» Directions for this task
Rewrite the rows below, replacing "pin" with "mark" wherever it occurs and keeping every other line unchanged.

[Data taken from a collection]
━━━━━━━━━━

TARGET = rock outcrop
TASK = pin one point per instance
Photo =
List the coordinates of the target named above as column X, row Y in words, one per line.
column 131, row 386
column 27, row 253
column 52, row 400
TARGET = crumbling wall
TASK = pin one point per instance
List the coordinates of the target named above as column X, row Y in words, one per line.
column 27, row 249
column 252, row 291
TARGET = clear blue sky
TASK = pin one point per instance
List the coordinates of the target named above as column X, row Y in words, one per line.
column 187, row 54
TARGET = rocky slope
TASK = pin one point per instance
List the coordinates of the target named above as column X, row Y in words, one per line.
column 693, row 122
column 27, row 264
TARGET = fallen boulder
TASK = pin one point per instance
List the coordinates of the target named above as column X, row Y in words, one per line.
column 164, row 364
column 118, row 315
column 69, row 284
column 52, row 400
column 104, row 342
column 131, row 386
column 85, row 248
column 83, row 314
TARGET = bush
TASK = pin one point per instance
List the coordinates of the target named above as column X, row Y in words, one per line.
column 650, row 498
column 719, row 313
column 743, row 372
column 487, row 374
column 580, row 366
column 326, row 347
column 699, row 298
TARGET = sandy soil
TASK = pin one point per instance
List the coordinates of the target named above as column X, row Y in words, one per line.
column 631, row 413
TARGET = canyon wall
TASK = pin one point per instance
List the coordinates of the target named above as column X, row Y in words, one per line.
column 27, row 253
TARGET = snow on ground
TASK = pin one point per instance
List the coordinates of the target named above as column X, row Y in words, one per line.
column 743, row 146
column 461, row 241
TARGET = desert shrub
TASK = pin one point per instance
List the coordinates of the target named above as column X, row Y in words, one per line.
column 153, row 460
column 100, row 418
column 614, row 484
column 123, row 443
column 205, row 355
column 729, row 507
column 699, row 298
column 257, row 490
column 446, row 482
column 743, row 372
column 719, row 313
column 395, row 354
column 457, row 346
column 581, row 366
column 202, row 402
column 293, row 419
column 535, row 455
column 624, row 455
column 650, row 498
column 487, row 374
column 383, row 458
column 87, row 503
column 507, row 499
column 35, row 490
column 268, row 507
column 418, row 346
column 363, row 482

━━━━━━━━━━

» Full answer
TARGET = rock outcrop
TASK = mark one point per instance
Photo =
List the coordinates of the target named above as column X, row Y in words, one per line.
column 131, row 386
column 27, row 253
column 52, row 400
TARGET = crumbling wall
TASK = mark one point per instance
List the coordinates of the target named above as column X, row Y in words, one per line.
column 27, row 249
column 252, row 291
TARGET = clear blue sky
TASK = mark one point per instance
List the coordinates of the target named above as column X, row Y in words, one per line.
column 187, row 54
TARGET = rocky slope
TASK = mark one point per instance
List the coordinates of the target named above as column X, row Y in words, one per line.
column 693, row 122
column 27, row 264
TARGET = fallen boulder
TASK = mark one point per instance
List the coordinates of the target named above as column X, row Y in words, one per line.
column 164, row 364
column 118, row 315
column 69, row 284
column 52, row 400
column 104, row 342
column 131, row 386
column 85, row 248
column 83, row 314
TARGET = bush
TASK = mark one point per instance
List the coordinates of the target named above as column X, row Y in words, one per line.
column 650, row 498
column 719, row 313
column 743, row 372
column 487, row 374
column 580, row 366
column 326, row 347
column 699, row 298
TARGET = sandy soil
TASK = mark one point per instance
List the coordinates of the target named above as column X, row Y in words, one per line.
column 631, row 413
TARGET = canyon wall
TASK = mark one point per instance
List the coordinates of the target named above as column X, row Y in words, one per line.
column 27, row 253
TARGET = snow on ground
TASK = mark one point per instance
List the coordinates of the target named above as column X, row Y in words, one per line.
column 743, row 146
column 461, row 241
TARGET = desert shrub
TASK = mark one point per instance
List the coordinates of the target named above as column X, row Y in words, one per line.
column 153, row 460
column 100, row 418
column 614, row 484
column 123, row 443
column 205, row 355
column 729, row 507
column 699, row 298
column 257, row 490
column 446, row 482
column 743, row 372
column 719, row 313
column 395, row 354
column 457, row 346
column 581, row 366
column 202, row 402
column 293, row 419
column 535, row 455
column 624, row 455
column 650, row 498
column 487, row 374
column 383, row 458
column 87, row 503
column 507, row 499
column 35, row 490
column 268, row 507
column 418, row 346
column 363, row 482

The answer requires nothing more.